### Given text
====
Light: Part sun/shade

This fast-growing vine will look good in a hanging basket or twining up a trellis. It has delightful blooms that look like the Black-eyed susan flower, hence the name. It is also known as the clock vine. Give it water and shade when it needs it in the heat of summer and it will reward you with trails of flowers until frost.

Lavender Hyssop
(Agastache foeniculum)

Size: up to 36 inches high, 12 to 24 inches wide Water requirements: average water needs, good drainage
Bloom: upright spikes of lavender flowers in the summer

Light: Sun to filtered shade

This interesting plant has anise-scented (think licorice!) leaves that can be brewed into a tea. Pollinators like butterflies and hummingbirds flock to lavender hyssop. It mixes handsomely with other plants and is excellent in borders as well as containers. When there is a mass of plants, the effect of the lavender flowers is showy. Will reseed freely unless blooms have been clipped.

Job’s Tears
(Coix lacryma-jobi)
====
### Point localization data
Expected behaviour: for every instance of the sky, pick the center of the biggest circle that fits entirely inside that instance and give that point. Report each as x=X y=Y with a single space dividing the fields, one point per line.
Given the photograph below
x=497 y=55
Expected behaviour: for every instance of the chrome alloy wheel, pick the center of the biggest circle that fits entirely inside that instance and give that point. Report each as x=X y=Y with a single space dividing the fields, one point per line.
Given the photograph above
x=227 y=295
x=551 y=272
====
### Task item A
From the plant descriptions, extract the part that opens with the words containing "This interesting plant" and closes with "have been clipped.".
### Task item B
Answer these questions from the plant descriptions:
(i) What other name is the fast-growing vine also known by?
(ii) What scent do lavender hyssop leaves have?
(iii) What light does lavender hyssop need?

### Result A
This interesting plant has anise-scented (think licorice!) leaves that can be brewed into a tea. Pollinators like butterflies and hummingbirds flock to lavender hyssop. It mixes handsomely with other plants and is excellent in borders as well as containers. When there is a mass of plants, the effect of the lavender flowers is showy. Will reseed freely unless blooms have been clipped.

### Result B
(i) The clock vine.
(ii) Anise.
(iii) Sun to filtered shade.